- _Given instruction_:
Update the rows below so that every instance of "matching instance" becomes "matching object", and leave everything else unchanged.

Object location annotation data:
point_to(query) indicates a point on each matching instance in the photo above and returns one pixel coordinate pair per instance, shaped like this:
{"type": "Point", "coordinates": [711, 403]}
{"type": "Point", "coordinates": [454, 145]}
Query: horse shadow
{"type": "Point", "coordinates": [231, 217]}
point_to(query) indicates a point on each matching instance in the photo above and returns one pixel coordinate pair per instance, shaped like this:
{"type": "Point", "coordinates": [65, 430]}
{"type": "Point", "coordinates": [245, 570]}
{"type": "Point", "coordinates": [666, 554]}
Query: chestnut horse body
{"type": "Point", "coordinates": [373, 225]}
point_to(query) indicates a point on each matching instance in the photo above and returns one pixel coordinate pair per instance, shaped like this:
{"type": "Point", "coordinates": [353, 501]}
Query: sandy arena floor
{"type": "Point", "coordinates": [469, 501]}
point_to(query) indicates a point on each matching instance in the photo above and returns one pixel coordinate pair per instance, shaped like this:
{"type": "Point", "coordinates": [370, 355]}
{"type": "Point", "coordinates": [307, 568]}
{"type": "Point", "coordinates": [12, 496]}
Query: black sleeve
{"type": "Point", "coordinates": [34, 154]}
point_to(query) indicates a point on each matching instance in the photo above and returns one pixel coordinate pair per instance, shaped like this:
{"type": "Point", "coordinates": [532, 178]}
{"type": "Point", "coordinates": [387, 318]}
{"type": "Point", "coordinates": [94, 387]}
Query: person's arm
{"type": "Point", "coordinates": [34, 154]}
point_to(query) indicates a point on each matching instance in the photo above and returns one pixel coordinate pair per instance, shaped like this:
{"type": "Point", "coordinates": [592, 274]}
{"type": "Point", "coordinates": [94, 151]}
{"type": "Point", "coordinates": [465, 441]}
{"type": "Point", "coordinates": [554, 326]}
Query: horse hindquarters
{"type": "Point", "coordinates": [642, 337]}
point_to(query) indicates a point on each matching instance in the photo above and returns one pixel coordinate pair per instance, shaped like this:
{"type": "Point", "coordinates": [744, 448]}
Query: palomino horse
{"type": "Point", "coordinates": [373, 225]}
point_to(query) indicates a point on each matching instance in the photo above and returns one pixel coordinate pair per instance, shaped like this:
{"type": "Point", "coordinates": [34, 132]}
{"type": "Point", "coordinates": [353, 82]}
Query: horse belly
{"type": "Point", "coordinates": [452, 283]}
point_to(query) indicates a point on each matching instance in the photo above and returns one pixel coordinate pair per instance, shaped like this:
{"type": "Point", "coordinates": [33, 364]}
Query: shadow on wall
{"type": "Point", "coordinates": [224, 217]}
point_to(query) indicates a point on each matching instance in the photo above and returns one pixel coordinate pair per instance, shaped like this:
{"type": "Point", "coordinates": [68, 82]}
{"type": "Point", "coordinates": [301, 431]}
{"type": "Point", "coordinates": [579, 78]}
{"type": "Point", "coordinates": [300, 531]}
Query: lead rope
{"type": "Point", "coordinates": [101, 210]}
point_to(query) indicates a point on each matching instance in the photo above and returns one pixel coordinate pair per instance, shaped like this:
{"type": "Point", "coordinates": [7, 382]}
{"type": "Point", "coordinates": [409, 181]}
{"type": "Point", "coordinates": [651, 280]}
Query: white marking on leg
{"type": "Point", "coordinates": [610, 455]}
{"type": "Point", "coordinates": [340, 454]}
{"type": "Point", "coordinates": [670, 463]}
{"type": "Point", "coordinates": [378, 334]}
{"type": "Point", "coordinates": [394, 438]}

- _Right answer_:
point_to(query) indicates a point on each matching object in the photo above and returns one pixel coordinate pair per instance, shaped like this:
{"type": "Point", "coordinates": [711, 403]}
{"type": "Point", "coordinates": [454, 145]}
Query: horse shadow
{"type": "Point", "coordinates": [231, 217]}
point_to(query) indicates a point on each matching object in the photo above and returns one pixel coordinate pair per instance, shaped like this:
{"type": "Point", "coordinates": [65, 430]}
{"type": "Point", "coordinates": [245, 570]}
{"type": "Point", "coordinates": [666, 554]}
Query: chestnut horse body
{"type": "Point", "coordinates": [373, 225]}
point_to(query) indicates a point on each matching object in the photo above and returns one pixel coordinate pair per instance, shaped like this:
{"type": "Point", "coordinates": [353, 501]}
Query: sandy arena floor
{"type": "Point", "coordinates": [469, 501]}
point_to(query) indicates a point on each matching object in the photo above and returns one pixel coordinate pair per instance, shaped like this:
{"type": "Point", "coordinates": [370, 355]}
{"type": "Point", "coordinates": [307, 568]}
{"type": "Point", "coordinates": [12, 496]}
Query: black sleeve
{"type": "Point", "coordinates": [34, 154]}
point_to(query) indicates a point on each matching object in the photo above and returns one pixel coordinate pair per instance, shaped like this:
{"type": "Point", "coordinates": [532, 178]}
{"type": "Point", "coordinates": [387, 318]}
{"type": "Point", "coordinates": [94, 387]}
Query: person's arm
{"type": "Point", "coordinates": [34, 154]}
point_to(query) indicates a point on each matching object in the photo above and returns one pixel coordinate pair per instance, shaped like this:
{"type": "Point", "coordinates": [592, 274]}
{"type": "Point", "coordinates": [94, 151]}
{"type": "Point", "coordinates": [465, 441]}
{"type": "Point", "coordinates": [554, 326]}
Query: horse hindquarters
{"type": "Point", "coordinates": [642, 337]}
point_to(query) indicates a point on each matching object in the photo above and returns one pixel coordinate pair per instance, shaped like this:
{"type": "Point", "coordinates": [744, 448]}
Query: palomino horse
{"type": "Point", "coordinates": [373, 225]}
point_to(query) indicates a point on each matching object in the photo above and returns one pixel coordinate pair per instance, shaped like this:
{"type": "Point", "coordinates": [34, 132]}
{"type": "Point", "coordinates": [353, 82]}
Query: horse belly
{"type": "Point", "coordinates": [452, 283]}
point_to(query) indicates a point on each matching object in the photo above and returns one pixel coordinate pair per instance, shaped like this:
{"type": "Point", "coordinates": [33, 364]}
Query: shadow on wall
{"type": "Point", "coordinates": [224, 217]}
point_to(query) indicates a point on each matching object in the photo above and returns one pixel coordinate pair per instance, shaped like this:
{"type": "Point", "coordinates": [68, 82]}
{"type": "Point", "coordinates": [301, 431]}
{"type": "Point", "coordinates": [579, 78]}
{"type": "Point", "coordinates": [300, 531]}
Query: lead rope
{"type": "Point", "coordinates": [101, 210]}
point_to(query) indicates a point on each matching object in the photo above and returns one pixel coordinate pair per instance, shaped like this:
{"type": "Point", "coordinates": [7, 382]}
{"type": "Point", "coordinates": [409, 181]}
{"type": "Point", "coordinates": [651, 280]}
Query: white marking on leg
{"type": "Point", "coordinates": [610, 455]}
{"type": "Point", "coordinates": [340, 454]}
{"type": "Point", "coordinates": [670, 463]}
{"type": "Point", "coordinates": [378, 334]}
{"type": "Point", "coordinates": [394, 438]}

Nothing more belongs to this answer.